* **AIM**
Set down, word for word, the part of the coastal landforms passage below that begins with the words containing "An extremely abundant" and ends with "coastal landform assemblage.".

* **TEXT PASSAGE**
####################

On the passive trailing coastal margins of continents, rivers drop their loads of sediments, which are then shaped into deltas or a variety of progradational landforms. Mud may be trapped by vegetation to form extensive coastal salt marshes (Plates C-13 and C-14) or tropical mangrove swamps (Plates C-3, C-4, and C-15) Sand is more likely than mud to move laterally along coasts to build a variety of beach landforms (Plates C-4, C-13, and C-14). Approximately 13 percent of the world's coasts are said to be sandy barrier beaches, primarily constructional in nature (Zenkovich, 1967, pp. 288 and 390).

An extremely abundant but nevertheless remarkable coastal landform type is that built by biogenic deposits of shallow- water marine animals such as corals (Plates C-16 through C-19). Entire island archipelagos and a very large percentage of the world's coasts have been constructed of coralline limestone (Davies, 1980, p. 5), forming reefs that fringe or protect other coastal landforms. The largest of these, the Great Barrier Reef of Australia (Plate C-18), extends for 2300 km along the tropical northeast coast of Australia, inhibiting wave erosion of the mainland coast and creating a huge but unique coastal landform assemblage.

####################

* **Raw records**

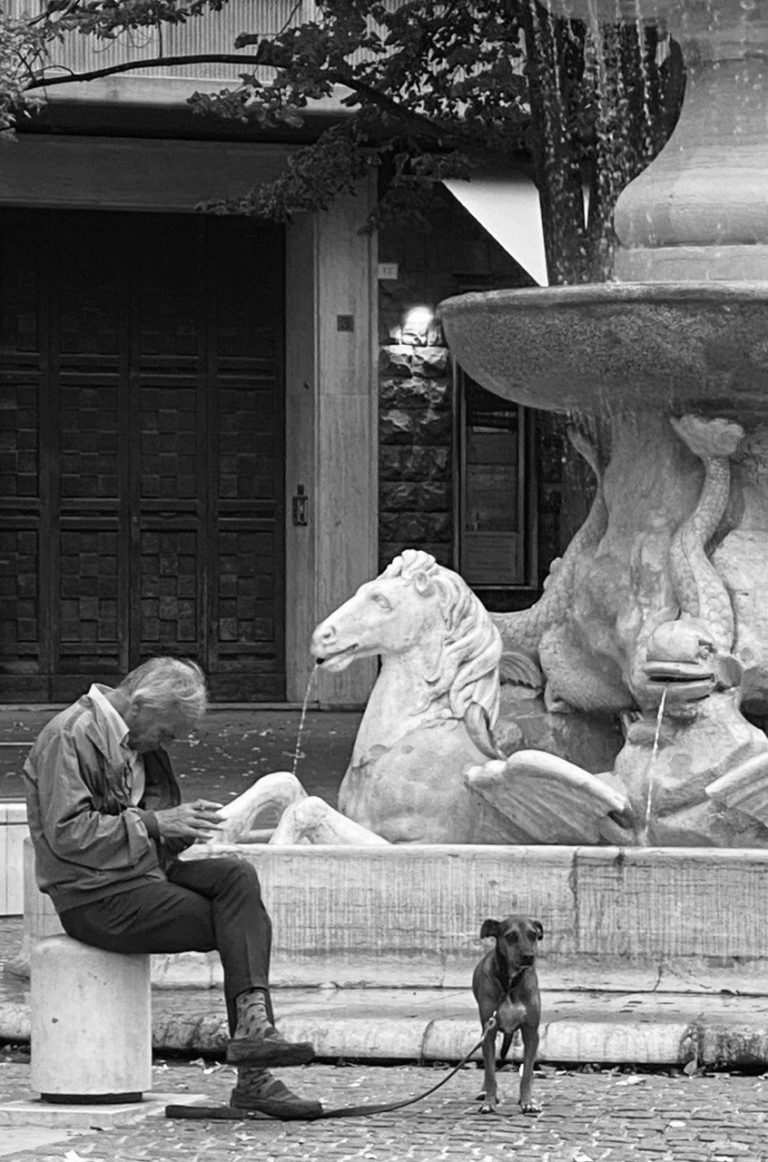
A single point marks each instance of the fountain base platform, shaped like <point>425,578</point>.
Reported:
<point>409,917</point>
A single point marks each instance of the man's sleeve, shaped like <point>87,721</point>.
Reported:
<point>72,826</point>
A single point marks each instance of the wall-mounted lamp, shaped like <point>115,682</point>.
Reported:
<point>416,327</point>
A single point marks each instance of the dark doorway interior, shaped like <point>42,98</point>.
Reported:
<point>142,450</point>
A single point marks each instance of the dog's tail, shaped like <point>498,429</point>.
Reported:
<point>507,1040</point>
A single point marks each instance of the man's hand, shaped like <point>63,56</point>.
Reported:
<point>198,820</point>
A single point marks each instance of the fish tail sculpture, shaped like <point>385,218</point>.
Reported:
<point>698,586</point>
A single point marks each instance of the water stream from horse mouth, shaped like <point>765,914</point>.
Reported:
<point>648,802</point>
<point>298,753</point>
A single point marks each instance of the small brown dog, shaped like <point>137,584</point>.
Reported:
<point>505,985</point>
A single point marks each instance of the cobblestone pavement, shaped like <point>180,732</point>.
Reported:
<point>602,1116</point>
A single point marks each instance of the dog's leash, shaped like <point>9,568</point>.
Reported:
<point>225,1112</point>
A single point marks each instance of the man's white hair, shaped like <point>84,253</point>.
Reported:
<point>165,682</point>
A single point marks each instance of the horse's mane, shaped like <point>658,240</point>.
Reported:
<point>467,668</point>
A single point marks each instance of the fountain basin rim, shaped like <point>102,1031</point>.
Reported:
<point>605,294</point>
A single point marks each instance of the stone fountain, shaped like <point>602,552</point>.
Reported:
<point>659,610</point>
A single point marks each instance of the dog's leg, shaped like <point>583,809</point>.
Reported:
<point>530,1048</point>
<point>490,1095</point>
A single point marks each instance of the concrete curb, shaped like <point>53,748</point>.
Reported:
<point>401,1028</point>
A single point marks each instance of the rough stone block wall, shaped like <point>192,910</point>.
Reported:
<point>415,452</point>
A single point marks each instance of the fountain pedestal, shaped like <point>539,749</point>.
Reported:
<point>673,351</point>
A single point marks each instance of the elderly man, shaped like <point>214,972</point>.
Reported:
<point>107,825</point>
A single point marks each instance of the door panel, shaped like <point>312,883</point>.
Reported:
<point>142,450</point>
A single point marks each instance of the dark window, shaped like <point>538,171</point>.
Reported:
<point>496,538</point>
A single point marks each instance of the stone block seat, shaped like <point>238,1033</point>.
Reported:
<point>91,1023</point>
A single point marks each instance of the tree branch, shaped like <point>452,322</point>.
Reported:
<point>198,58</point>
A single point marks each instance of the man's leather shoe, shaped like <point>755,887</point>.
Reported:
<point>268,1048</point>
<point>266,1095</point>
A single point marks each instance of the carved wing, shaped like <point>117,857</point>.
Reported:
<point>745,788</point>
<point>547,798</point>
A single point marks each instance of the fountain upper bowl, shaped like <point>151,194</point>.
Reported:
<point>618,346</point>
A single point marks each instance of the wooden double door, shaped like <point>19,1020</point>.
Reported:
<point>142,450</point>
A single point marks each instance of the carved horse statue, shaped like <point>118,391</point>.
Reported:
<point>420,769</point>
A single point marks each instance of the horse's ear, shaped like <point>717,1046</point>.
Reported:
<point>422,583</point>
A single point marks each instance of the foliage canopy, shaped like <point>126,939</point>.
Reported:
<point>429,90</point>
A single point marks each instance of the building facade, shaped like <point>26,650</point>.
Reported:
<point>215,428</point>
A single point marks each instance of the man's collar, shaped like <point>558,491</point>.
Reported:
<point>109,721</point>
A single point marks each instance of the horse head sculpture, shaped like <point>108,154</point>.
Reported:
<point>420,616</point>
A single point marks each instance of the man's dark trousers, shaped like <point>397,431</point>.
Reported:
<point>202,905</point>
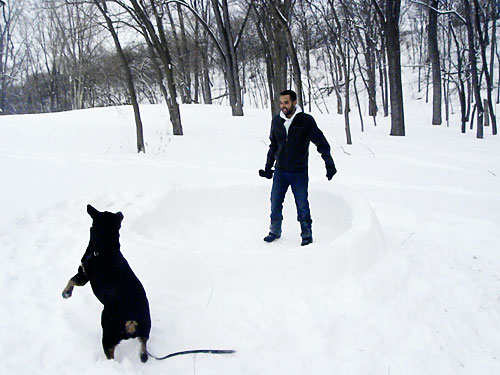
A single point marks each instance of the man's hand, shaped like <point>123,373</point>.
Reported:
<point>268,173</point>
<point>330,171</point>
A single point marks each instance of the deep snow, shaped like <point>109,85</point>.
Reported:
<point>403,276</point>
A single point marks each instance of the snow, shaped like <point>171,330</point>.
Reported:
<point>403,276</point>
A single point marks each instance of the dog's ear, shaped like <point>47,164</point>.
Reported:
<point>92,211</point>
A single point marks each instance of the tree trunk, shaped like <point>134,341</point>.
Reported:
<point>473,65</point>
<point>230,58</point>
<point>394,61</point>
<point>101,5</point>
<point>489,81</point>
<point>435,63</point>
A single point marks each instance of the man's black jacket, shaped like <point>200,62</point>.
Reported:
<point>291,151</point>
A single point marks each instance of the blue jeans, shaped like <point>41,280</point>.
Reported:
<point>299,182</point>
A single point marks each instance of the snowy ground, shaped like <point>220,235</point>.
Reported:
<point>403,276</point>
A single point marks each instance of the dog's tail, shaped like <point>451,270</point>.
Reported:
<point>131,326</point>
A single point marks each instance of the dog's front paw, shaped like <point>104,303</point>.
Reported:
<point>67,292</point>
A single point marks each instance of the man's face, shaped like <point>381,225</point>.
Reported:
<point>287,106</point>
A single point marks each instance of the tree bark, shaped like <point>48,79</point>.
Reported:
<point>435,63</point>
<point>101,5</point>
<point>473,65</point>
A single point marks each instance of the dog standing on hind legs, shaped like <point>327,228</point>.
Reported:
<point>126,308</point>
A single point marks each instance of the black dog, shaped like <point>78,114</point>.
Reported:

####################

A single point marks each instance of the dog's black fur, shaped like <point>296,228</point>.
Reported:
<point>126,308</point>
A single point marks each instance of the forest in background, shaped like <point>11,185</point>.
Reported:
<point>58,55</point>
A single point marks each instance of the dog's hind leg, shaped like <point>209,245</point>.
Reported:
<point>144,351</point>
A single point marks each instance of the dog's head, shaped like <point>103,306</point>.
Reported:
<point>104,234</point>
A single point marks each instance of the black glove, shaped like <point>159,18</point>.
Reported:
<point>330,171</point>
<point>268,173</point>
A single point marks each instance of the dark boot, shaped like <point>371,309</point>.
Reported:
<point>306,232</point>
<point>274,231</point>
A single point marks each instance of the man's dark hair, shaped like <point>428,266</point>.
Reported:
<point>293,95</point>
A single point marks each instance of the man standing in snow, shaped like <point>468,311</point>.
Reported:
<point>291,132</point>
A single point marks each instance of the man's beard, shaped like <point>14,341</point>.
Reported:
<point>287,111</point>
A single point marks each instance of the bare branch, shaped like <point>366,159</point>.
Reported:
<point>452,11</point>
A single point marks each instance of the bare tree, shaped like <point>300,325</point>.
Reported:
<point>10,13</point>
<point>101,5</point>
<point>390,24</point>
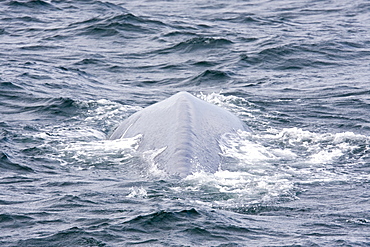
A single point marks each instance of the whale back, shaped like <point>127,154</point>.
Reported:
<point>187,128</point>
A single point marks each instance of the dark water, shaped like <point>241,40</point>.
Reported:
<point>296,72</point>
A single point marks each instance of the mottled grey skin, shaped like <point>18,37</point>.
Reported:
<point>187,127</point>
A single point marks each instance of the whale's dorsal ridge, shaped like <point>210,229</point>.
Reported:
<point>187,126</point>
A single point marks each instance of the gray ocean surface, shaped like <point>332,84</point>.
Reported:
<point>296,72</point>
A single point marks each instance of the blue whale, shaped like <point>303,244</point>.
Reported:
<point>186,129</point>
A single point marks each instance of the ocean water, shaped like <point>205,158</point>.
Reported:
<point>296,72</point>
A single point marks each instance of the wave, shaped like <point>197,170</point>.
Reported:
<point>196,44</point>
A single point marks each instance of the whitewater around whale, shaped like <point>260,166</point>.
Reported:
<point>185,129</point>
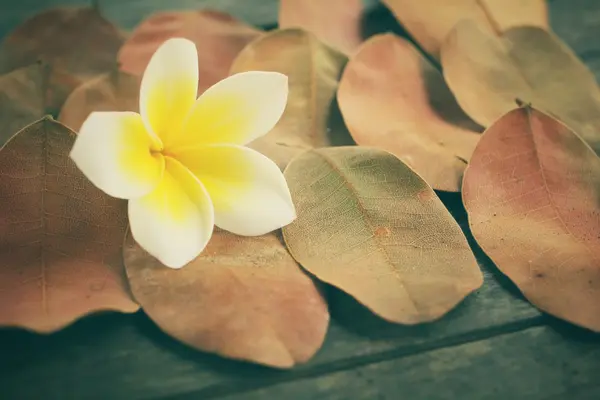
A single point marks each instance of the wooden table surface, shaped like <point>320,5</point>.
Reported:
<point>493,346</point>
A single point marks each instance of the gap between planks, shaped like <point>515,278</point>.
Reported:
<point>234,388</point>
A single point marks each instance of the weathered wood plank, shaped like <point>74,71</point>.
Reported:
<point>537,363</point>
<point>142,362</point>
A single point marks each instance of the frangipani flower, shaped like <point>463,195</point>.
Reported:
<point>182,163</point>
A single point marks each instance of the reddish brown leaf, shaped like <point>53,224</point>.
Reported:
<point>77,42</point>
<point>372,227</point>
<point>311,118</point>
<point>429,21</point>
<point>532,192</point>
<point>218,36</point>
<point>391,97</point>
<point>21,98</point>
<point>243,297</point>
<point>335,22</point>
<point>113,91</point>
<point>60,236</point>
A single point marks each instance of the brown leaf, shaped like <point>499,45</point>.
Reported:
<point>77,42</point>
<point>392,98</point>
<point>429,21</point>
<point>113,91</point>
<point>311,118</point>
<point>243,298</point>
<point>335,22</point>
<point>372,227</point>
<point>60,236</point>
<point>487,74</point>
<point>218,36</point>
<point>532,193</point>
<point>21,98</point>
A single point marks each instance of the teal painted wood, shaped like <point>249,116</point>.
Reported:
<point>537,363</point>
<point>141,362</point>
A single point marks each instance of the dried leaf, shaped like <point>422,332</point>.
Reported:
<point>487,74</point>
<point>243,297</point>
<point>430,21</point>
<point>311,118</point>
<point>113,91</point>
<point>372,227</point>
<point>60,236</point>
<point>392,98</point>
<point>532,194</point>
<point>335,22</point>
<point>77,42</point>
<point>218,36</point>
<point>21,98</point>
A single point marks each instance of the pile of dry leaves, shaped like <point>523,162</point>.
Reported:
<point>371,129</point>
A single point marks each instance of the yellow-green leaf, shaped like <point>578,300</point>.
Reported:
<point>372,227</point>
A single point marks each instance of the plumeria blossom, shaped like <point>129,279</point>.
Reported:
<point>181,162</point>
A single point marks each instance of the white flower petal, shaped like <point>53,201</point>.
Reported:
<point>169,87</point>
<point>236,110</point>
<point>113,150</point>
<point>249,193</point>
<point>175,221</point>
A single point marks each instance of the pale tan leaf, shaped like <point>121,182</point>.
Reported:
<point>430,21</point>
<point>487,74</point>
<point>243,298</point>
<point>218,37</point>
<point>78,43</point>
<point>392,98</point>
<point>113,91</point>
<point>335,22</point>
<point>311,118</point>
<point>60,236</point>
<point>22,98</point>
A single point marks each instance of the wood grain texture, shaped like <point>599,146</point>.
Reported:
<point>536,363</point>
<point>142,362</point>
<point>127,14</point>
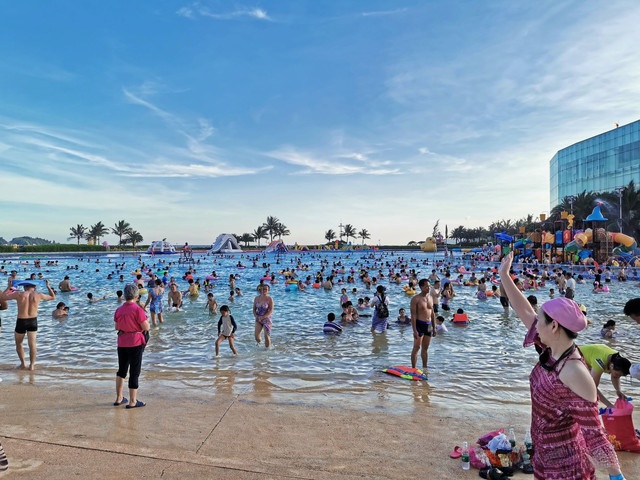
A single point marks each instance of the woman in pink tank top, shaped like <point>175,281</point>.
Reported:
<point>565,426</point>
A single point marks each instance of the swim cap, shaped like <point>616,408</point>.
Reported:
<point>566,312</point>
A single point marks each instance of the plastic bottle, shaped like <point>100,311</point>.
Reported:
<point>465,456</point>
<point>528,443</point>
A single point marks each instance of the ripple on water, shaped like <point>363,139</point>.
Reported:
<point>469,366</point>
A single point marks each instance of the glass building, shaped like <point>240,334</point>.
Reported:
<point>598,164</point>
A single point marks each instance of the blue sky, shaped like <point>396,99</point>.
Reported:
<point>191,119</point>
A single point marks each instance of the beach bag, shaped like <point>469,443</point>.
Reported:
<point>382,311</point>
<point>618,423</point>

####################

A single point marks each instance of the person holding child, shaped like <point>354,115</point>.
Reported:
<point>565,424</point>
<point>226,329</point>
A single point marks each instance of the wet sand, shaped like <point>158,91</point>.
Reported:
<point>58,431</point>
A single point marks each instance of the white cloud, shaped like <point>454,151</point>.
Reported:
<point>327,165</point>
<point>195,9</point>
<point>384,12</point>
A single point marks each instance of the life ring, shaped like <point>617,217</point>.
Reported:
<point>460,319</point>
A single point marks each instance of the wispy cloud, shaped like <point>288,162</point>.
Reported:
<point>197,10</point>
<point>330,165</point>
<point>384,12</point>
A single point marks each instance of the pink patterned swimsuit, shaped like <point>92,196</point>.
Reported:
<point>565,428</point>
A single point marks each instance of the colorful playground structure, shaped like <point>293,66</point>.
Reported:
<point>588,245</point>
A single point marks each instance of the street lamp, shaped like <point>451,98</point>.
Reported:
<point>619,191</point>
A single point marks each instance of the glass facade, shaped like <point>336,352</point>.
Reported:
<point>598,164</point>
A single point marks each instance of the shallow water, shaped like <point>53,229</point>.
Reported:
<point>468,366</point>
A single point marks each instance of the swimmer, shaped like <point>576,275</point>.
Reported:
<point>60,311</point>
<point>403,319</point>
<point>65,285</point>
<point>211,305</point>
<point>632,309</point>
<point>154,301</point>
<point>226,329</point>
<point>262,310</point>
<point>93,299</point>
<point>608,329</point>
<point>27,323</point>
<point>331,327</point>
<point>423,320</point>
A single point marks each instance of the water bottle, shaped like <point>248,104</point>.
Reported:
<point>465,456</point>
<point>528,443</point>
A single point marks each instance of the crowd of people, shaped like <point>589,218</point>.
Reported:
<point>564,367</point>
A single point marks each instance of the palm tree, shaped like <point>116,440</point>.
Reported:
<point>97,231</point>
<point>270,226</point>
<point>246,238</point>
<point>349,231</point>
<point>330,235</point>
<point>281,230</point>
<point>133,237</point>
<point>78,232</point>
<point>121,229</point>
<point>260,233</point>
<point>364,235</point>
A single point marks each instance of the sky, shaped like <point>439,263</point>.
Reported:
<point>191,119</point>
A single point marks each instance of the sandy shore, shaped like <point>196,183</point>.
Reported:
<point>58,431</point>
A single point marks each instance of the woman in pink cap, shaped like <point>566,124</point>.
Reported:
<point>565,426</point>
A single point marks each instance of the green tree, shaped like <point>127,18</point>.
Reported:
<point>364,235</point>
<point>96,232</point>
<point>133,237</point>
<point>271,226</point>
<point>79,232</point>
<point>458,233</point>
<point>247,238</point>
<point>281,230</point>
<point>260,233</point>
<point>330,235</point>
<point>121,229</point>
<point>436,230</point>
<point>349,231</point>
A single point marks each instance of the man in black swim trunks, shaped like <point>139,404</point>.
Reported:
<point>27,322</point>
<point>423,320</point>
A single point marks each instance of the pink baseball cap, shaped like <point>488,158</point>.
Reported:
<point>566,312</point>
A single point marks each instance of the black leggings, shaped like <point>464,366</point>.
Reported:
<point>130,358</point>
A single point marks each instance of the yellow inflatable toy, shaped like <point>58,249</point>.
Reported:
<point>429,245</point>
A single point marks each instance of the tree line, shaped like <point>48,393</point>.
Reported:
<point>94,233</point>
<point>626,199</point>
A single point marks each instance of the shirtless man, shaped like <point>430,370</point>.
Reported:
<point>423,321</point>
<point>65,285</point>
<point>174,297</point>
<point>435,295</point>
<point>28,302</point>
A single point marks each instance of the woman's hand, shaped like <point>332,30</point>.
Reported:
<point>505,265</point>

####################

* **TASK OUTPUT**
An extremely abundant but nevertheless remarkable coastal landform type is that built by biogenic deposits of shallow- water marine animals such as corals (Plates C-16 through C-19). Entire island archipelagos and a very large percentage of the world's coasts have been constructed of coralline limestone (Davies, 1980, p. 5), forming reefs that fringe or protect other coastal landforms. The largest of these, the Great Barrier Reef of Australia (Plate C-18), extends for 2300 km along the tropical northeast coast of Australia, inhibiting wave erosion of the mainland coast and creating a huge but unique coastal landform assemblage.